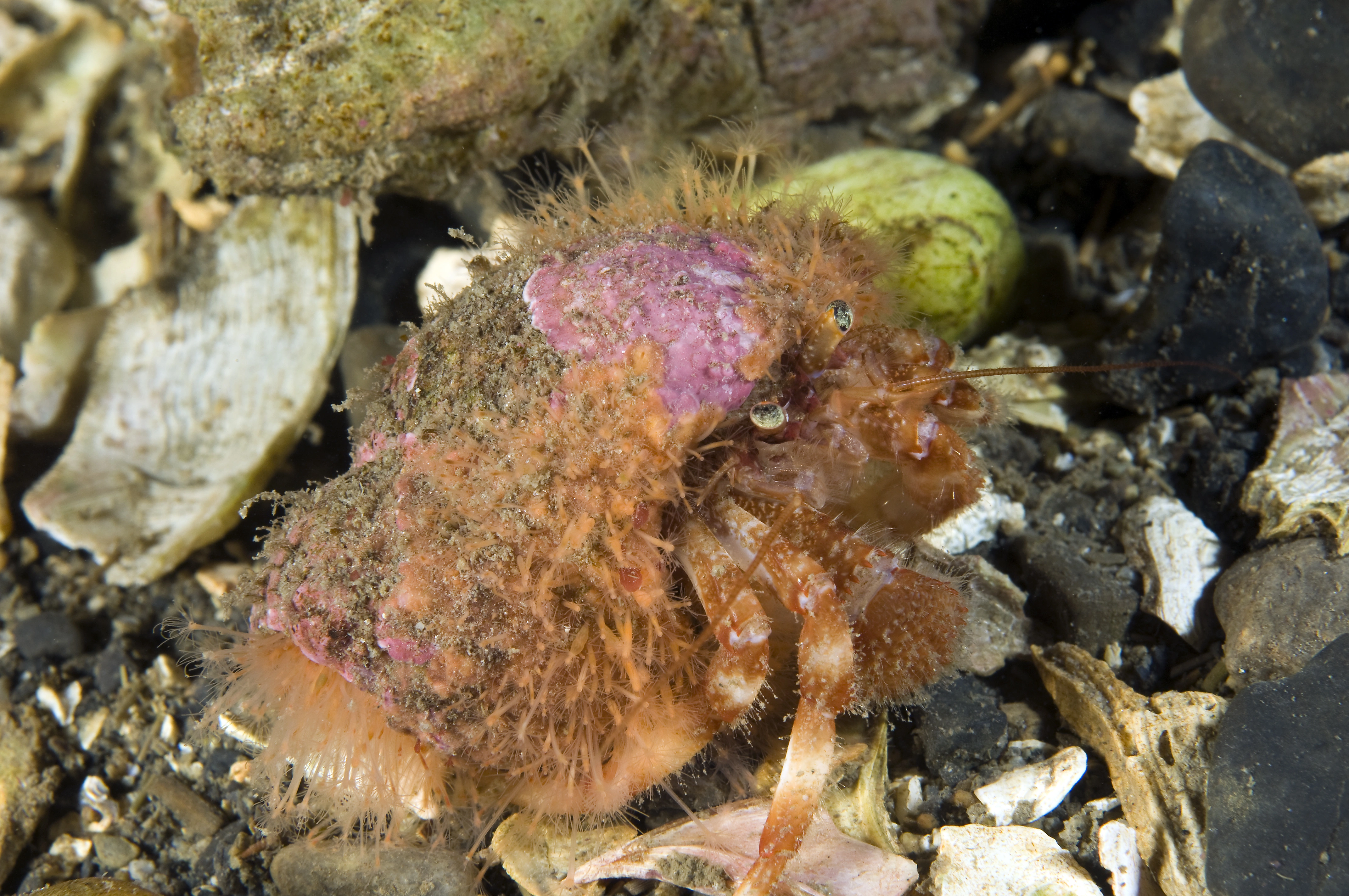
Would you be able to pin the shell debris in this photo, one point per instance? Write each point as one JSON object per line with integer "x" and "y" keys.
{"x": 200, "y": 390}
{"x": 1304, "y": 484}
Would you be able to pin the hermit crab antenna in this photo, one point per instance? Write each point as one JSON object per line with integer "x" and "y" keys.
{"x": 1062, "y": 369}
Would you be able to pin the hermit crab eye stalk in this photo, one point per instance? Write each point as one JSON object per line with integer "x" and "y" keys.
{"x": 829, "y": 331}
{"x": 768, "y": 417}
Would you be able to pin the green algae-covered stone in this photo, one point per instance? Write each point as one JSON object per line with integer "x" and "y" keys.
{"x": 964, "y": 251}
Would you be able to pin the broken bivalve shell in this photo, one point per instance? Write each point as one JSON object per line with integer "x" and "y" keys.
{"x": 50, "y": 83}
{"x": 200, "y": 389}
{"x": 1178, "y": 555}
{"x": 1026, "y": 794}
{"x": 38, "y": 272}
{"x": 1304, "y": 485}
{"x": 975, "y": 861}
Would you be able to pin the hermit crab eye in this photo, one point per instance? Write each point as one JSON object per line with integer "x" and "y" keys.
{"x": 768, "y": 416}
{"x": 826, "y": 335}
{"x": 842, "y": 314}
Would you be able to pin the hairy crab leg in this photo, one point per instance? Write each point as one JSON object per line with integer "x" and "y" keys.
{"x": 738, "y": 621}
{"x": 907, "y": 636}
{"x": 825, "y": 677}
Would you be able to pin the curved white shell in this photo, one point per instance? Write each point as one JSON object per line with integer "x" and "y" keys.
{"x": 200, "y": 390}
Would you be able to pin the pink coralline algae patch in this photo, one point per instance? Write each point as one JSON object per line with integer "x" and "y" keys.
{"x": 683, "y": 295}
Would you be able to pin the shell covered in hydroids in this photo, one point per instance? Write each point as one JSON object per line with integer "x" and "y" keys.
{"x": 484, "y": 601}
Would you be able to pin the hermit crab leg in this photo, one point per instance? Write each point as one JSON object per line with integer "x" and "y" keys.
{"x": 825, "y": 670}
{"x": 738, "y": 621}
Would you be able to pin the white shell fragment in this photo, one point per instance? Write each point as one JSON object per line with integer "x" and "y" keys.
{"x": 1031, "y": 399}
{"x": 996, "y": 628}
{"x": 714, "y": 851}
{"x": 1178, "y": 557}
{"x": 37, "y": 270}
{"x": 451, "y": 268}
{"x": 1324, "y": 187}
{"x": 978, "y": 523}
{"x": 1026, "y": 794}
{"x": 52, "y": 77}
{"x": 56, "y": 372}
{"x": 1010, "y": 861}
{"x": 1117, "y": 848}
{"x": 1304, "y": 484}
{"x": 202, "y": 389}
{"x": 1172, "y": 123}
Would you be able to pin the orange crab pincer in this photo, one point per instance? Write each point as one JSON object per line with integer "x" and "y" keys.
{"x": 551, "y": 573}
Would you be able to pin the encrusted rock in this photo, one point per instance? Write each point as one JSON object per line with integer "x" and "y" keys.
{"x": 413, "y": 98}
{"x": 1158, "y": 749}
{"x": 1279, "y": 785}
{"x": 1324, "y": 187}
{"x": 1178, "y": 558}
{"x": 27, "y": 783}
{"x": 1279, "y": 608}
{"x": 996, "y": 628}
{"x": 1304, "y": 484}
{"x": 965, "y": 250}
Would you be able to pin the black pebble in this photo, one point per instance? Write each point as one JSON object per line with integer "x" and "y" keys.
{"x": 215, "y": 861}
{"x": 48, "y": 635}
{"x": 1340, "y": 291}
{"x": 1239, "y": 281}
{"x": 1279, "y": 786}
{"x": 107, "y": 671}
{"x": 1084, "y": 604}
{"x": 962, "y": 728}
{"x": 1128, "y": 37}
{"x": 1273, "y": 71}
{"x": 1094, "y": 130}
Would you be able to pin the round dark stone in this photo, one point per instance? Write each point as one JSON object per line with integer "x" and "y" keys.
{"x": 1239, "y": 281}
{"x": 1274, "y": 71}
{"x": 1092, "y": 130}
{"x": 1279, "y": 786}
{"x": 1085, "y": 605}
{"x": 962, "y": 728}
{"x": 1128, "y": 37}
{"x": 48, "y": 635}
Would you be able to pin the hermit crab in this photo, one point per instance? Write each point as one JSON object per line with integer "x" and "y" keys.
{"x": 666, "y": 434}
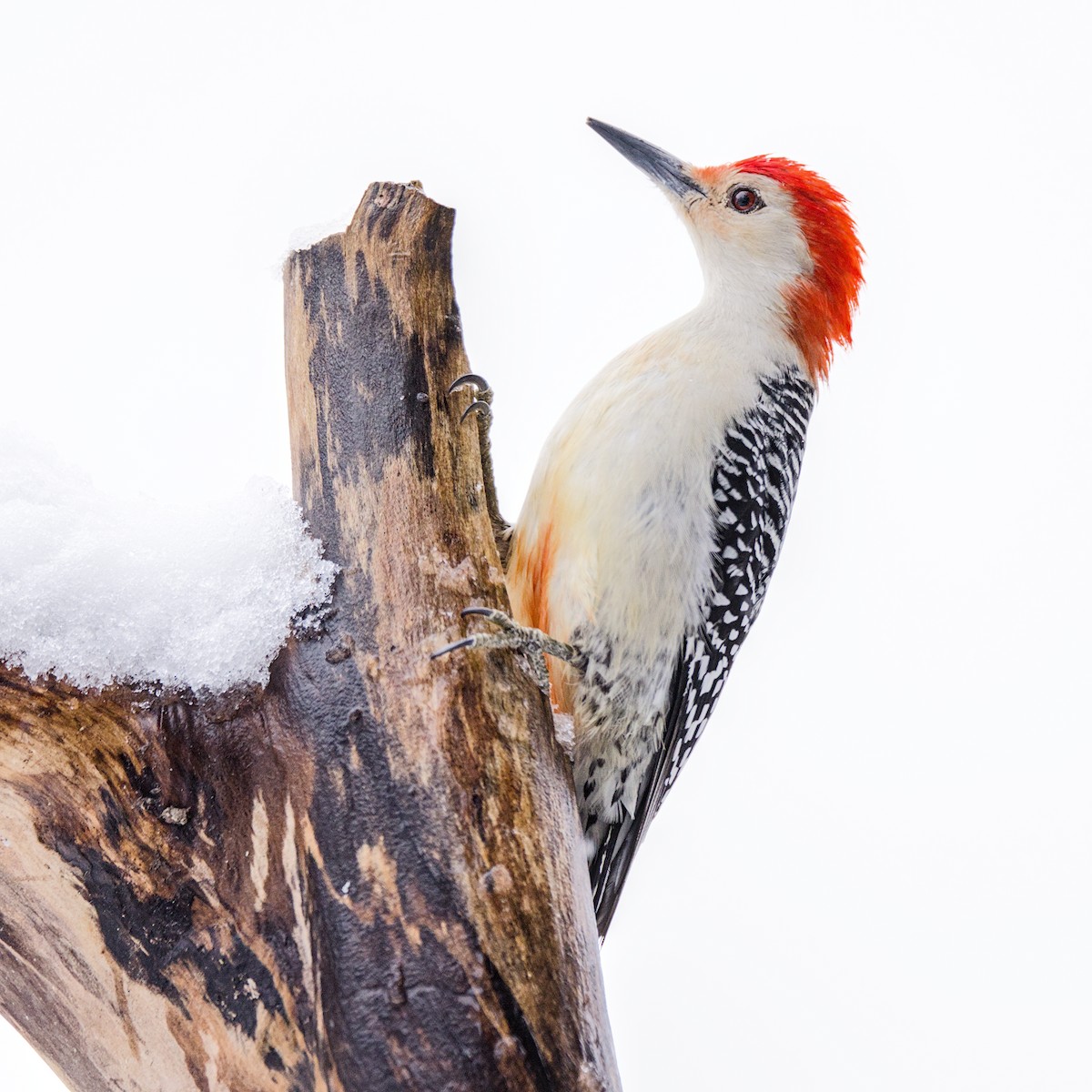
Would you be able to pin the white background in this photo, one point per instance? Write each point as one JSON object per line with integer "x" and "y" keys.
{"x": 876, "y": 873}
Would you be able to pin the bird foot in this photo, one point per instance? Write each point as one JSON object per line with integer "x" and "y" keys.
{"x": 533, "y": 642}
{"x": 481, "y": 407}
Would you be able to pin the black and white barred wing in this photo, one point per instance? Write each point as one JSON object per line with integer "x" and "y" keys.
{"x": 753, "y": 481}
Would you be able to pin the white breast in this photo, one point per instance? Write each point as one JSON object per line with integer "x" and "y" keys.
{"x": 623, "y": 484}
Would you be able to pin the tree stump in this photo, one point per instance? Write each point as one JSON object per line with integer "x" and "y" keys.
{"x": 369, "y": 876}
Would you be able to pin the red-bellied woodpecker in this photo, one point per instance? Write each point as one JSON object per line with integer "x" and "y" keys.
{"x": 660, "y": 502}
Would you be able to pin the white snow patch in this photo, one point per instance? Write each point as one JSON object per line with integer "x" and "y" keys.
{"x": 98, "y": 589}
{"x": 565, "y": 733}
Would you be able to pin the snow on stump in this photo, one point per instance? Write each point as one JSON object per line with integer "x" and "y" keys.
{"x": 367, "y": 874}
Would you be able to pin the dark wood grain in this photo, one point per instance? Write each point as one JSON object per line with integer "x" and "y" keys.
{"x": 369, "y": 876}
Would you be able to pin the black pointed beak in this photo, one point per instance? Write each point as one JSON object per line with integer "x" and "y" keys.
{"x": 671, "y": 173}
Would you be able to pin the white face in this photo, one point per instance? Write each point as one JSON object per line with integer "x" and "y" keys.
{"x": 745, "y": 229}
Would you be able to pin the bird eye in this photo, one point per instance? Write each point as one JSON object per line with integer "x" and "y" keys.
{"x": 743, "y": 199}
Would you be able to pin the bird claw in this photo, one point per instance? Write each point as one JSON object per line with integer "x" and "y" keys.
{"x": 479, "y": 405}
{"x": 470, "y": 379}
{"x": 532, "y": 642}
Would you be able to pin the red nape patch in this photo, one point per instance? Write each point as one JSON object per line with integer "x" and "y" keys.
{"x": 822, "y": 306}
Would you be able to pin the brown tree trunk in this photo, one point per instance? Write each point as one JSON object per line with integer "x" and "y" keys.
{"x": 369, "y": 876}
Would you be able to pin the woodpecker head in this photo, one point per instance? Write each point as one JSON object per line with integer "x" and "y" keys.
{"x": 770, "y": 232}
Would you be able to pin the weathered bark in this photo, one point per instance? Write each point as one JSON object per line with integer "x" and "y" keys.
{"x": 369, "y": 876}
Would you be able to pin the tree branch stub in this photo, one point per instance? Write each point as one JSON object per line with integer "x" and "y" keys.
{"x": 370, "y": 875}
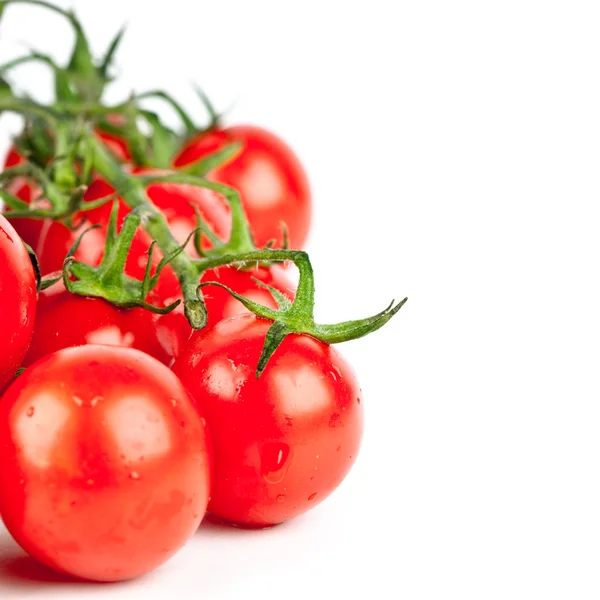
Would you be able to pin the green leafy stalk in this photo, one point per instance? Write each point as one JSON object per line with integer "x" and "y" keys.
{"x": 297, "y": 317}
{"x": 108, "y": 280}
{"x": 134, "y": 194}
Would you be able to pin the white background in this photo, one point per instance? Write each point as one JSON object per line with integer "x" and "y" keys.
{"x": 454, "y": 150}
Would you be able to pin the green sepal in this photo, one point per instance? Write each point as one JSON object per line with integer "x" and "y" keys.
{"x": 35, "y": 263}
{"x": 297, "y": 317}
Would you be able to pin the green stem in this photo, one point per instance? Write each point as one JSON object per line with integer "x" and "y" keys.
{"x": 297, "y": 318}
{"x": 134, "y": 194}
{"x": 64, "y": 173}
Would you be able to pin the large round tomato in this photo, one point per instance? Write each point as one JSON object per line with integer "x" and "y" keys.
{"x": 282, "y": 442}
{"x": 104, "y": 462}
{"x": 272, "y": 182}
{"x": 65, "y": 320}
{"x": 17, "y": 301}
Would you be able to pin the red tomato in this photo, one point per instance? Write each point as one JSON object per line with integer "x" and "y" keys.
{"x": 104, "y": 463}
{"x": 272, "y": 182}
{"x": 17, "y": 301}
{"x": 65, "y": 320}
{"x": 283, "y": 442}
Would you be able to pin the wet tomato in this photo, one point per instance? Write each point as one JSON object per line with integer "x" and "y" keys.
{"x": 282, "y": 442}
{"x": 104, "y": 463}
{"x": 65, "y": 320}
{"x": 17, "y": 301}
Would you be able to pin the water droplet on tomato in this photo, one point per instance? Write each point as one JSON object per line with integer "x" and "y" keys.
{"x": 275, "y": 461}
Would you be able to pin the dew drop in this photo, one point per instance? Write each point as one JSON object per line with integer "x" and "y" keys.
{"x": 275, "y": 461}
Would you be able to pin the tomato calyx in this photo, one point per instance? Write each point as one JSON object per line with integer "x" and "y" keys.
{"x": 297, "y": 317}
{"x": 108, "y": 280}
{"x": 83, "y": 79}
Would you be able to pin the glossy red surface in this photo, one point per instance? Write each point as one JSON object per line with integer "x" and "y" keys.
{"x": 283, "y": 442}
{"x": 104, "y": 463}
{"x": 271, "y": 180}
{"x": 17, "y": 301}
{"x": 65, "y": 320}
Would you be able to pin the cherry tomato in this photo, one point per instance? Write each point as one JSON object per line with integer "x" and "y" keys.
{"x": 104, "y": 463}
{"x": 272, "y": 182}
{"x": 65, "y": 320}
{"x": 283, "y": 442}
{"x": 17, "y": 301}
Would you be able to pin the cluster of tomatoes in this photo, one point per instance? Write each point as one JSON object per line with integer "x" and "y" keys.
{"x": 120, "y": 427}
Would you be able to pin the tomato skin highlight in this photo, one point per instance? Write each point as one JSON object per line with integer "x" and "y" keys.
{"x": 271, "y": 180}
{"x": 283, "y": 442}
{"x": 65, "y": 320}
{"x": 17, "y": 301}
{"x": 104, "y": 463}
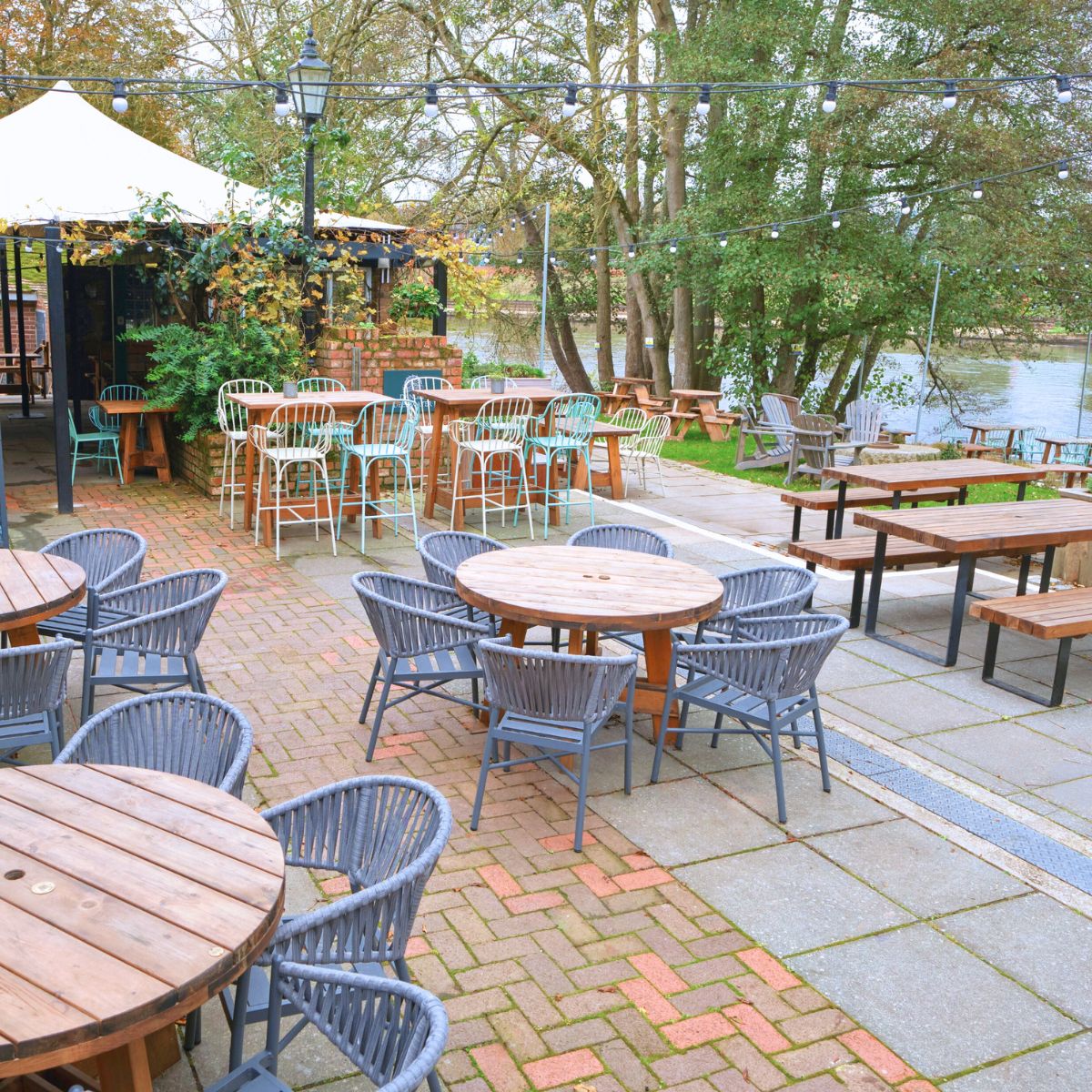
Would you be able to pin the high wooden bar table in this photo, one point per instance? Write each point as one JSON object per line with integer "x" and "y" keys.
{"x": 128, "y": 898}
{"x": 1014, "y": 529}
{"x": 896, "y": 479}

:::::

Exercise goal ->
Could you give every line of the material as a JSON list of strings, one string per line, starting at the line containing "Would you be able to pin the cluster" and running up to and including the final line? Skip blank lines and leave out the pictures.

Written answer ->
[
  "Would you be able to pin the cluster of tomatoes in this photo, one point per instance? Write each point as one JSON object per line with integer \"x\" and \"y\" keys.",
  "{\"x\": 120, \"y\": 427}",
  "Would you be able to pin the tomato skin highlight in this photo, one point per instance? Write each point as one JSON object per line with integer \"x\" and \"y\" keys.",
  "{\"x\": 271, \"y\": 180}",
  "{\"x\": 283, \"y\": 442}",
  "{\"x\": 65, \"y\": 320}",
  "{\"x\": 17, \"y\": 301}",
  "{\"x\": 104, \"y\": 463}",
  "Would you be able to pin the high wooden bar table in this photo, one point per instance? Write each point as one JSON object per line with integer \"x\" and \"y\" keys.",
  "{\"x\": 128, \"y\": 898}",
  "{\"x\": 1014, \"y\": 529}",
  "{\"x\": 896, \"y\": 479}"
]